EXERCISE AIM
In the records below, find the line with "Query: dark boot", then retype it and every following line exactly, stopping after the line with "Query: bokeh blur". Leave the pictures out.

(Records from a dataset)

Start of Block

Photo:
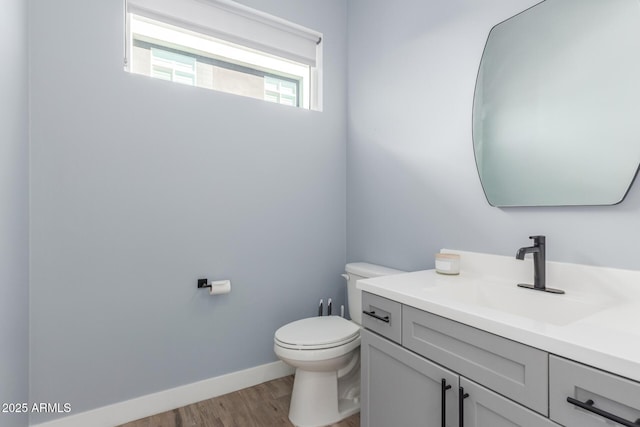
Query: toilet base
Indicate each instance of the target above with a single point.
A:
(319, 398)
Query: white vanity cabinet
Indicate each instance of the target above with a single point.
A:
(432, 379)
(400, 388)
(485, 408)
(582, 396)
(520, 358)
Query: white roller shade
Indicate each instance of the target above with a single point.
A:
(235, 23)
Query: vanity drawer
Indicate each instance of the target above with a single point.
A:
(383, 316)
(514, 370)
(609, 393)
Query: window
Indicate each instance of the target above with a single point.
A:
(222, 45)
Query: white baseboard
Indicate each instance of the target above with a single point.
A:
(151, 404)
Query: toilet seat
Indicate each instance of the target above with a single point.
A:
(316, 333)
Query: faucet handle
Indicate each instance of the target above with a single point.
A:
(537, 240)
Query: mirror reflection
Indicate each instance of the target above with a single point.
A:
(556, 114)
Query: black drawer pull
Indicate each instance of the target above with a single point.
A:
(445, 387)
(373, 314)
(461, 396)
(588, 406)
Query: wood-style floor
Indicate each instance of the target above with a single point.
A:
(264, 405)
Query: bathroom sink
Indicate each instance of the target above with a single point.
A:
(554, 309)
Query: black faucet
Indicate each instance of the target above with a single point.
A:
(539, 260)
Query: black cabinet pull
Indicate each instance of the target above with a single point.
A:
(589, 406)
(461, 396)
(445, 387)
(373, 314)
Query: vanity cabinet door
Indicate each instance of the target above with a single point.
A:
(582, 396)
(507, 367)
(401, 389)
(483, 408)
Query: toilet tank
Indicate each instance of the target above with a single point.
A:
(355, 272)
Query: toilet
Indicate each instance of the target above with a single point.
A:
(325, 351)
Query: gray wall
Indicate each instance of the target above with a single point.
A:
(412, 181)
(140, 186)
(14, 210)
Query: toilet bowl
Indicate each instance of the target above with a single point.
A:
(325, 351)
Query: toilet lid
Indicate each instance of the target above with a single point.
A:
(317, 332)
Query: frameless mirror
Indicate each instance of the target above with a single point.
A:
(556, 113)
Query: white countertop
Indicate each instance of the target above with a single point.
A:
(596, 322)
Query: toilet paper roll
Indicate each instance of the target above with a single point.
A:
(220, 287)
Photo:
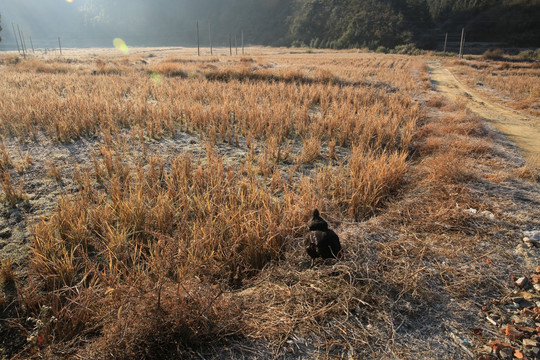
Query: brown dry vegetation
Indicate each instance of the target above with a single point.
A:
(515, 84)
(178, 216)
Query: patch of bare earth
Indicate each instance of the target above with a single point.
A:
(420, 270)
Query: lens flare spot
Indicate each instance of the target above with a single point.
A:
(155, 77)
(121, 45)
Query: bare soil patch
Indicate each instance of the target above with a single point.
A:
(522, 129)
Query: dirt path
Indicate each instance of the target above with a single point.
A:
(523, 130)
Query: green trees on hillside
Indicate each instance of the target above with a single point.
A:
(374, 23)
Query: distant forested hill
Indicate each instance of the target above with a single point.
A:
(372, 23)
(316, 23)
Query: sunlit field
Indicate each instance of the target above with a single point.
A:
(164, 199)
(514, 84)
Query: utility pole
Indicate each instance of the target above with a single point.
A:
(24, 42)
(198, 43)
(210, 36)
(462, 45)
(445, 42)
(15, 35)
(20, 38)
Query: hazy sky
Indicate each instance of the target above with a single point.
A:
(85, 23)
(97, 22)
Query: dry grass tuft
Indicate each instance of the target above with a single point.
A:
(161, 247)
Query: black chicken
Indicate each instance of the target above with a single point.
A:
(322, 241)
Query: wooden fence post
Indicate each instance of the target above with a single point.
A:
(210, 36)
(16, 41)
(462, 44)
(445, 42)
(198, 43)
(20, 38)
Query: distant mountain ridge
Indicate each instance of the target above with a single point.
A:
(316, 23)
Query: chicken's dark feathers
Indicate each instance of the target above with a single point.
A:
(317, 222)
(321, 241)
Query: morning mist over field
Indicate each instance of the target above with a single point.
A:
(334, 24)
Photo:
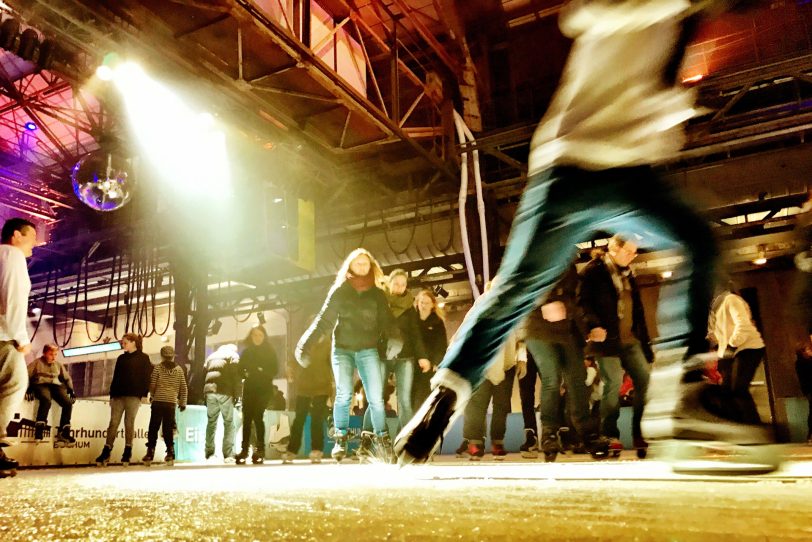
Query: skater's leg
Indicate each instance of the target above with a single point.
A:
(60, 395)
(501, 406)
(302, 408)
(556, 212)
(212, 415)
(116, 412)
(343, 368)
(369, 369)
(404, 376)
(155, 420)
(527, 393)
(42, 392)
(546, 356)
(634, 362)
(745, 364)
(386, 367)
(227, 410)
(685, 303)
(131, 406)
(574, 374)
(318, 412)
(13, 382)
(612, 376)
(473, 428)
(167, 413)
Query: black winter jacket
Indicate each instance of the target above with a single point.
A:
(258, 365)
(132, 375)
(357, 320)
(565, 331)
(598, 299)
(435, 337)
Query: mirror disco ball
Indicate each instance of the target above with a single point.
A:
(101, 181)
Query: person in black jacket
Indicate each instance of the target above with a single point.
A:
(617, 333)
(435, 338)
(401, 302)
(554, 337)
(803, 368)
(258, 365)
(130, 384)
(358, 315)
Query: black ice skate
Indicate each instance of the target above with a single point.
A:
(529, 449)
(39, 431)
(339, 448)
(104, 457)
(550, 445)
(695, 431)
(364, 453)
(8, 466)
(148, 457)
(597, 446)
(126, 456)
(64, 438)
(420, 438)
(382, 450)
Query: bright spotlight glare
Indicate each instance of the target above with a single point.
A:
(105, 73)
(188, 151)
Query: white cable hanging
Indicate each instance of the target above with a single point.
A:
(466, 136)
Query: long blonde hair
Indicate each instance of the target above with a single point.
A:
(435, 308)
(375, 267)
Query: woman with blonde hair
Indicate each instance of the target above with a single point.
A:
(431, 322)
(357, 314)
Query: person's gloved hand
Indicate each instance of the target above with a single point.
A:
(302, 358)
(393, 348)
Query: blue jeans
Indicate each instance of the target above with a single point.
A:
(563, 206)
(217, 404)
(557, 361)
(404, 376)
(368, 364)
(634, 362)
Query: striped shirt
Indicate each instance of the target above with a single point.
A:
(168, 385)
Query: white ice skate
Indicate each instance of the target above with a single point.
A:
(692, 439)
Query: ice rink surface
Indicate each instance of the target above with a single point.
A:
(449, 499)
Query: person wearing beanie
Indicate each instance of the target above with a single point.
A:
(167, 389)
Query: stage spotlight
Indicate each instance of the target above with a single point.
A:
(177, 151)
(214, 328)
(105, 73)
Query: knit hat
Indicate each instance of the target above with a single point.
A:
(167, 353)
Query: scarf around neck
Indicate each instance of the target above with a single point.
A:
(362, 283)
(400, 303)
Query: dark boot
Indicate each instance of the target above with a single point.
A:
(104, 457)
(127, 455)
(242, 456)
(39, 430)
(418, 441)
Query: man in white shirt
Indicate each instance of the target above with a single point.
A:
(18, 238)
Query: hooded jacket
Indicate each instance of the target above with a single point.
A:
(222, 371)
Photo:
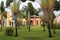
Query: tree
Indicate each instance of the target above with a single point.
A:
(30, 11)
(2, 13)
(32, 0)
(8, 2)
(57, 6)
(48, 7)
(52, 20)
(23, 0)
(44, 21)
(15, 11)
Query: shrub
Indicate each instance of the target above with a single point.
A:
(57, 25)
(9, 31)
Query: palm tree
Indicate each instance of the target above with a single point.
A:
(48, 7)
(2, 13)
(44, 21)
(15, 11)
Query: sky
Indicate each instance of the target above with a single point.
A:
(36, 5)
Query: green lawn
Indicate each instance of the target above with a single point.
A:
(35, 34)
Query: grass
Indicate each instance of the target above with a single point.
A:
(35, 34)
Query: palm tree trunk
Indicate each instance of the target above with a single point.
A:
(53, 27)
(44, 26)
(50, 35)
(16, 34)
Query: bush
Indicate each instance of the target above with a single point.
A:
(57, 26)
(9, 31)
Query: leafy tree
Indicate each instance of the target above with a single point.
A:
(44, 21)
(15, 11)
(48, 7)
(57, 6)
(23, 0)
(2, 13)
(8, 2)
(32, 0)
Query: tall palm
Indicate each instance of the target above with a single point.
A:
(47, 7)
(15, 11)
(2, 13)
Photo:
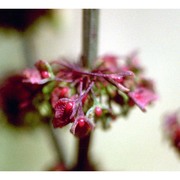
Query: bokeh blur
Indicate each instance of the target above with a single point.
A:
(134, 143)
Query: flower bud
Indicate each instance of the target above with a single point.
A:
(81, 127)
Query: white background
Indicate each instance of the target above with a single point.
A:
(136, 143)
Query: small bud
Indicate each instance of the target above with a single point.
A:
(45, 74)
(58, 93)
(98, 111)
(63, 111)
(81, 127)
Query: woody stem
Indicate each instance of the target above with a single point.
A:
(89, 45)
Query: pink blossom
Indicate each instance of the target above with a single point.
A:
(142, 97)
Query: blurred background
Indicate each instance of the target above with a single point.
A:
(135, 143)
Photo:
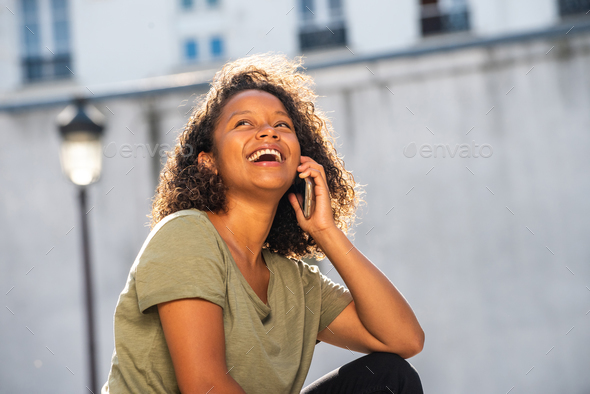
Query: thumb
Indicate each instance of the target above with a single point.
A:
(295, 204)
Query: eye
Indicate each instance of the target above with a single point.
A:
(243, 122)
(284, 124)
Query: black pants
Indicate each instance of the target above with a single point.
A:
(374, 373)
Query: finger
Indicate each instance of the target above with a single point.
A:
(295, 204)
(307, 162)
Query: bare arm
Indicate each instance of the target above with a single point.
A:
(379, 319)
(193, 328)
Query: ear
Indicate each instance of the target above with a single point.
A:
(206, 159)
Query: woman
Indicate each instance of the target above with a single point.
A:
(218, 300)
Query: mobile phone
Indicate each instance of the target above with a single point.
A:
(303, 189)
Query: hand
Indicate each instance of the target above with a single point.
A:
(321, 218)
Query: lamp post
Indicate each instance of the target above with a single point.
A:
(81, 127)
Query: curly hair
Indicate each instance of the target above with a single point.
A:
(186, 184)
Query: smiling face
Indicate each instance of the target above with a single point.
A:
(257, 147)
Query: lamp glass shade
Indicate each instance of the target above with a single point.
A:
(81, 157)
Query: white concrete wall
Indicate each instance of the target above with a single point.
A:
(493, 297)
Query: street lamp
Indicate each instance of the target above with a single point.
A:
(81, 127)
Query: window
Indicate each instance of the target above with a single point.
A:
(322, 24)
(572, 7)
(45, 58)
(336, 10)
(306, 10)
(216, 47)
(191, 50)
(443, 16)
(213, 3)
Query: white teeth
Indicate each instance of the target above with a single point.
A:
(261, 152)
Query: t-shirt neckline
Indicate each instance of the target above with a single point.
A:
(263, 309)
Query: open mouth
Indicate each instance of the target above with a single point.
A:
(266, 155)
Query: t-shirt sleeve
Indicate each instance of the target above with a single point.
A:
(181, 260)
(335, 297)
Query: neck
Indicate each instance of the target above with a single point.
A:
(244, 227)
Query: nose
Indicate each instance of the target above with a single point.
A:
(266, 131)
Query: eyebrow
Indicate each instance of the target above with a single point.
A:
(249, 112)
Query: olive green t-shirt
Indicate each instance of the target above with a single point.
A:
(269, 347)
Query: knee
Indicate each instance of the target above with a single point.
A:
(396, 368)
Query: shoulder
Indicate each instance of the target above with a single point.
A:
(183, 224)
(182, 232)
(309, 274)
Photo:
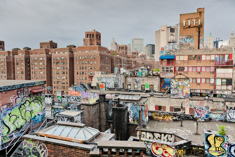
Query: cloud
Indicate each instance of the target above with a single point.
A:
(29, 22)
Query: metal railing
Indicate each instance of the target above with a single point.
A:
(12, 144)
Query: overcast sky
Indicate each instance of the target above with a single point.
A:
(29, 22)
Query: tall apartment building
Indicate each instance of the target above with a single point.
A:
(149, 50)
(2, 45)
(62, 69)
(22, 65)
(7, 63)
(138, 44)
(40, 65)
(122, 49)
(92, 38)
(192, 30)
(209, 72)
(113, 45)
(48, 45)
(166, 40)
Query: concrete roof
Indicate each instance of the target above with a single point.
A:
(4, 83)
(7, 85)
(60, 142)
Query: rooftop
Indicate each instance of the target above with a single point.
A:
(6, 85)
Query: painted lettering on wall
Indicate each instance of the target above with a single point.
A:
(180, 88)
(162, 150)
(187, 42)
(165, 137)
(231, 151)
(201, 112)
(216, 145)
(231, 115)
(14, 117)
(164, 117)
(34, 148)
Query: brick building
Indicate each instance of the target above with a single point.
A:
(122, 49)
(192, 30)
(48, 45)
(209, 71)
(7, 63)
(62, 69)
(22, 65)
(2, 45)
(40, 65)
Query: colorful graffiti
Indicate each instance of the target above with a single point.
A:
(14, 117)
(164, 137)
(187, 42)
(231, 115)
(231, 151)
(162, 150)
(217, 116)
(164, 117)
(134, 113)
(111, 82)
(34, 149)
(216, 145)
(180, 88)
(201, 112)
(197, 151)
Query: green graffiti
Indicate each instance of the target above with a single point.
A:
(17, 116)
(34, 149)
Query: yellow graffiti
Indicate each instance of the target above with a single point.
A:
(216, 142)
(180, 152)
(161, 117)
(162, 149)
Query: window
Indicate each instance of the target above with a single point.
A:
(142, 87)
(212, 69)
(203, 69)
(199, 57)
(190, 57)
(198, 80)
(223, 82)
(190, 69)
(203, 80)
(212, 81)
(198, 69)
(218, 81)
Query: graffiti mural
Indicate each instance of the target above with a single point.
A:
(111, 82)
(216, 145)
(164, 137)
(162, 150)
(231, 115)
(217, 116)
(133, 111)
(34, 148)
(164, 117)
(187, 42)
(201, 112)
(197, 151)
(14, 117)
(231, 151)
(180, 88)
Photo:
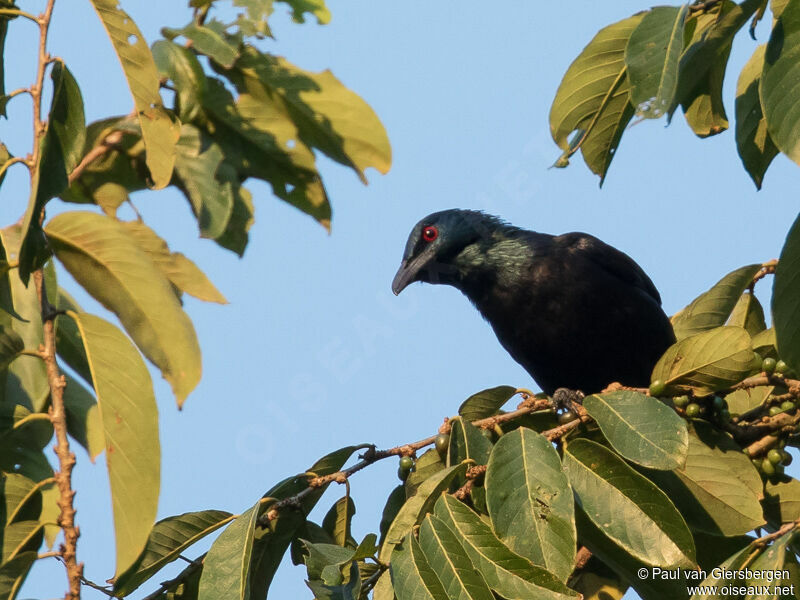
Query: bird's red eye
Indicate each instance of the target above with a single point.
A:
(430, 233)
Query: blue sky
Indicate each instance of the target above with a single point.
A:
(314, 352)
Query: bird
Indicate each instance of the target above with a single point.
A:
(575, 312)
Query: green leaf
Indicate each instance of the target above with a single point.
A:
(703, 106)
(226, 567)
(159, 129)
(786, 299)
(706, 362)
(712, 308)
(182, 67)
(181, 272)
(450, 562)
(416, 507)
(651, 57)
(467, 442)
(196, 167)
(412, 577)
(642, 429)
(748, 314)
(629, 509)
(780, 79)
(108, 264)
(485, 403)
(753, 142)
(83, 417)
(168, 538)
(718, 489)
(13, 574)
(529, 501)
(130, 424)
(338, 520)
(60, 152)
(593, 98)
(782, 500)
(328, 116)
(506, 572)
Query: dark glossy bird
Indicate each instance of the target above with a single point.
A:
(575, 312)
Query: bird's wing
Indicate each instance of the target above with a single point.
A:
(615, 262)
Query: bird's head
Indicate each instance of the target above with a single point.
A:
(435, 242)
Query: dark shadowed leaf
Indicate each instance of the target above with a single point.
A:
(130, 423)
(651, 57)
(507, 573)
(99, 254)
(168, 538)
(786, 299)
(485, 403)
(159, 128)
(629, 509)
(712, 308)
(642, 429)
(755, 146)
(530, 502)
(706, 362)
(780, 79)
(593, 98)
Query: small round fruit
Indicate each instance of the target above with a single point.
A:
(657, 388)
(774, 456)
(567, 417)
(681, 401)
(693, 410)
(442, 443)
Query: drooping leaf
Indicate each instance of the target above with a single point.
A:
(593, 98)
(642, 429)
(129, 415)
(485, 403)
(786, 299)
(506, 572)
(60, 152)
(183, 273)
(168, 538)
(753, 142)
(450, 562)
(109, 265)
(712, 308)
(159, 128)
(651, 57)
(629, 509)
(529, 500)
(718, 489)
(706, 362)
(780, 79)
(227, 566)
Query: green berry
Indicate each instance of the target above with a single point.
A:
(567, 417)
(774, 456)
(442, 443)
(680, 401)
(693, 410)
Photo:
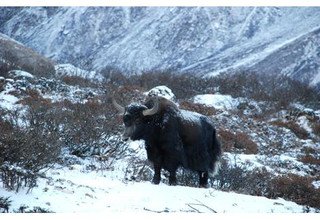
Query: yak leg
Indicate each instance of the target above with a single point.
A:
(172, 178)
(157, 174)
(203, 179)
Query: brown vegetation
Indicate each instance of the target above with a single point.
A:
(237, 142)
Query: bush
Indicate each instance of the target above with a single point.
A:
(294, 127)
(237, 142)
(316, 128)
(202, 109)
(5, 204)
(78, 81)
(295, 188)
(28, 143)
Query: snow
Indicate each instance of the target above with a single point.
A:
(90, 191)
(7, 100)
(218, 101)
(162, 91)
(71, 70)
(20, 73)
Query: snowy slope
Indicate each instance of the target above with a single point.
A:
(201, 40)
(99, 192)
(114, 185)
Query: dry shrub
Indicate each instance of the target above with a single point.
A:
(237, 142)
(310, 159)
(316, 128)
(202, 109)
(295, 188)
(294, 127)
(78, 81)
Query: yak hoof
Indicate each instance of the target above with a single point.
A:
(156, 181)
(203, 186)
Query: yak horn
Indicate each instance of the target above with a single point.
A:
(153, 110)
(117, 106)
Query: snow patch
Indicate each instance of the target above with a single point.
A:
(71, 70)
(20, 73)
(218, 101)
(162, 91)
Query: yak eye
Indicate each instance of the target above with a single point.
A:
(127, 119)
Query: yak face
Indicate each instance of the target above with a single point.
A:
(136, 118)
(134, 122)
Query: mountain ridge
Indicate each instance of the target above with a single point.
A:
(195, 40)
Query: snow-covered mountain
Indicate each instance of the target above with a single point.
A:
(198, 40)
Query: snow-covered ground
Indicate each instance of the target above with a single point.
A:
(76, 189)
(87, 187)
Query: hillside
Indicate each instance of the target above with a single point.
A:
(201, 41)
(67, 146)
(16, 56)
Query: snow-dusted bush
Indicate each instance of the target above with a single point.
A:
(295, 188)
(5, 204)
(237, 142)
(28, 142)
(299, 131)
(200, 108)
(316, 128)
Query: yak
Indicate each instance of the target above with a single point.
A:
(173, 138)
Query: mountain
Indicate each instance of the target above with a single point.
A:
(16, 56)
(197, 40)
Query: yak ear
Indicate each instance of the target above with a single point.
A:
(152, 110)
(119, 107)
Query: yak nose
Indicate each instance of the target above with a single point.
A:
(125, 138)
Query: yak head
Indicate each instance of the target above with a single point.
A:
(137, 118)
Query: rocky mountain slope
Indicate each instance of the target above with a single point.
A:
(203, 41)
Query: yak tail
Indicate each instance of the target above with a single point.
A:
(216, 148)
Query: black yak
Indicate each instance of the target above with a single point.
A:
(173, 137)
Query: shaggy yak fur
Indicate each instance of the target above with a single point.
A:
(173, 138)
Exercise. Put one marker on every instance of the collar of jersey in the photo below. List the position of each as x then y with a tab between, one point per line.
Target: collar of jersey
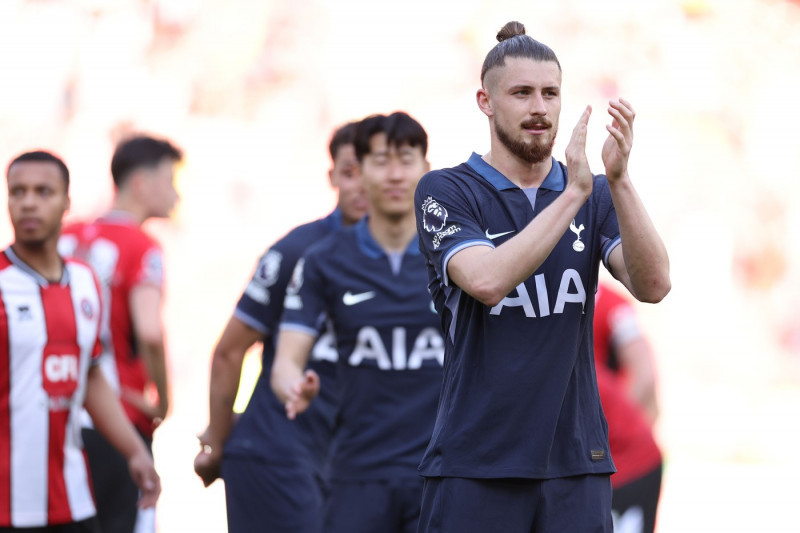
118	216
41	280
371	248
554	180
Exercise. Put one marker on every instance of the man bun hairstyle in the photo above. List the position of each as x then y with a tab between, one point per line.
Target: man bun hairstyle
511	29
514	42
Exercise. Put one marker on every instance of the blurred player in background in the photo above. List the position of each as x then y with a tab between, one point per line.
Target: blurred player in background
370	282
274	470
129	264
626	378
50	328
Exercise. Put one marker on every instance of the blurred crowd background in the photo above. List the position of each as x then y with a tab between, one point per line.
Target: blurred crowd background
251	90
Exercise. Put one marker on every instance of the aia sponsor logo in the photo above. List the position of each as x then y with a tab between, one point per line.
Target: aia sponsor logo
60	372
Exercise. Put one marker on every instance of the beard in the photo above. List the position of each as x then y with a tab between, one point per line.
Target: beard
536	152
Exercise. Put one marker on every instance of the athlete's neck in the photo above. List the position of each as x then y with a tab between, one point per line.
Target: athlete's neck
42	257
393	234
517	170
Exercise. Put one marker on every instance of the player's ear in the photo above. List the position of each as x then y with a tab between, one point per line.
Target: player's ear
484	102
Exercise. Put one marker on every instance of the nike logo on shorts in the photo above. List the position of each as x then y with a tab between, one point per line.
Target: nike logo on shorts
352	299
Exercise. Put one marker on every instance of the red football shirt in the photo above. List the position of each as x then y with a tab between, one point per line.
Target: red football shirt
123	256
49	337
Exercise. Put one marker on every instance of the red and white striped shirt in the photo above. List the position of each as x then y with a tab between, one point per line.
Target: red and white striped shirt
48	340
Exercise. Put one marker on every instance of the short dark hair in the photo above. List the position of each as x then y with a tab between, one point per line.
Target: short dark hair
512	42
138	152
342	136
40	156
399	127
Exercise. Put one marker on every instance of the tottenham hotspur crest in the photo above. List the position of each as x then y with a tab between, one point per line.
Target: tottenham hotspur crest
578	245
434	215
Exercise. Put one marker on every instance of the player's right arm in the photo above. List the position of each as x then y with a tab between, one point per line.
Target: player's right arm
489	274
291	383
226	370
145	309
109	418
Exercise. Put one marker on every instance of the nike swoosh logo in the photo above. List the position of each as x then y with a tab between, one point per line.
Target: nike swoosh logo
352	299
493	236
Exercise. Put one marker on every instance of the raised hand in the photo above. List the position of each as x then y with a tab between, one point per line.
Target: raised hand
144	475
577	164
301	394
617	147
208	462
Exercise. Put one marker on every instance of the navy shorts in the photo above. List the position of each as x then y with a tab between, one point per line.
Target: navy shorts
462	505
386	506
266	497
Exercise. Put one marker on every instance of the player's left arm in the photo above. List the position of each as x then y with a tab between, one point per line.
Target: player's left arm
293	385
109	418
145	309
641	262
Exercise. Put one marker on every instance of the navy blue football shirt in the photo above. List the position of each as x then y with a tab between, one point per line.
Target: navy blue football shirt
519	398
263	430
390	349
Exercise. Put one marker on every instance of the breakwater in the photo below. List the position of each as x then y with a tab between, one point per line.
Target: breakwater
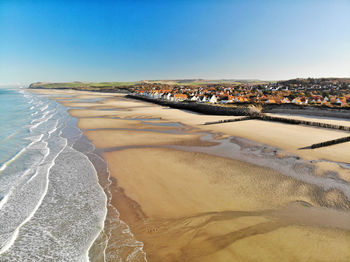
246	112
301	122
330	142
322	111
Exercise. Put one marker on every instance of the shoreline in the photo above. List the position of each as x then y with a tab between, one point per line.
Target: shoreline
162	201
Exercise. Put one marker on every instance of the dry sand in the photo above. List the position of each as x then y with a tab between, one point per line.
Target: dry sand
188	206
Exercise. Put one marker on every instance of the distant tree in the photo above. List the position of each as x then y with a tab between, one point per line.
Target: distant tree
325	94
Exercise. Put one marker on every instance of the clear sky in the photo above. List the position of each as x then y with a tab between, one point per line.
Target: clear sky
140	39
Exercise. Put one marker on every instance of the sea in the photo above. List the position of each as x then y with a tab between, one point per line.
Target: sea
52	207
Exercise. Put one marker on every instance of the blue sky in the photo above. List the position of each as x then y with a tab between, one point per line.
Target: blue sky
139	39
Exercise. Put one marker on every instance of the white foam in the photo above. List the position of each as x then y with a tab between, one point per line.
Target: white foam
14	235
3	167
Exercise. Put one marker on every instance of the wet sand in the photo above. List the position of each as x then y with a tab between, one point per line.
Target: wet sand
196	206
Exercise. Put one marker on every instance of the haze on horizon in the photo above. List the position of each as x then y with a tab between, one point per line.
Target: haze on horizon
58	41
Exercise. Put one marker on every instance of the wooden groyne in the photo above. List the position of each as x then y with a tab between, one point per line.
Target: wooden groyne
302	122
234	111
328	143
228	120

End of Block

REPLY TO THE TASK
Query: dark boot
Indicate each instance of the target above with a single point.
A:
(104, 457)
(127, 455)
(242, 456)
(39, 430)
(418, 441)
Query: man in white shirt
Indicate each instance of the target above with a single point.
A:
(18, 238)
Query: hooded jacket
Indicate each instance of the target above with a single point.
A:
(222, 371)
Photo:
Query: tree
Indicate each instance of the target above with a single point.
A:
(30, 11)
(2, 13)
(32, 0)
(8, 2)
(57, 6)
(48, 7)
(52, 20)
(23, 0)
(44, 21)
(15, 11)
Query: shrub
Indicate each instance of the target above with a single point.
A:
(57, 25)
(9, 31)
Query: palm tree
Indicate each instance of the target above with a single point.
A:
(48, 7)
(2, 13)
(44, 21)
(15, 11)
Query: sky
Indicate each instance of the target above with a single point.
A:
(36, 5)
Query: green lawn
Indicate each instance of the target above with a single point.
A:
(35, 34)
Query: grass
Indicate each instance of the target above with a single point.
A:
(35, 34)
Query: palm tree trunk
Indicate each instance of the target above with a single point.
A:
(53, 27)
(44, 26)
(50, 35)
(16, 34)
Query: bush
Indicate each instance of the target above with a single point.
A:
(57, 26)
(9, 31)
Query: leafy tree
Indicate each instance of the target above with a single point.
A:
(44, 21)
(15, 11)
(48, 7)
(57, 6)
(23, 0)
(2, 13)
(8, 2)
(32, 0)
Query: tall palm
Indicate each instance of the target above with a single point.
A:
(47, 7)
(15, 11)
(2, 13)
Photo:
Query: bokeh blur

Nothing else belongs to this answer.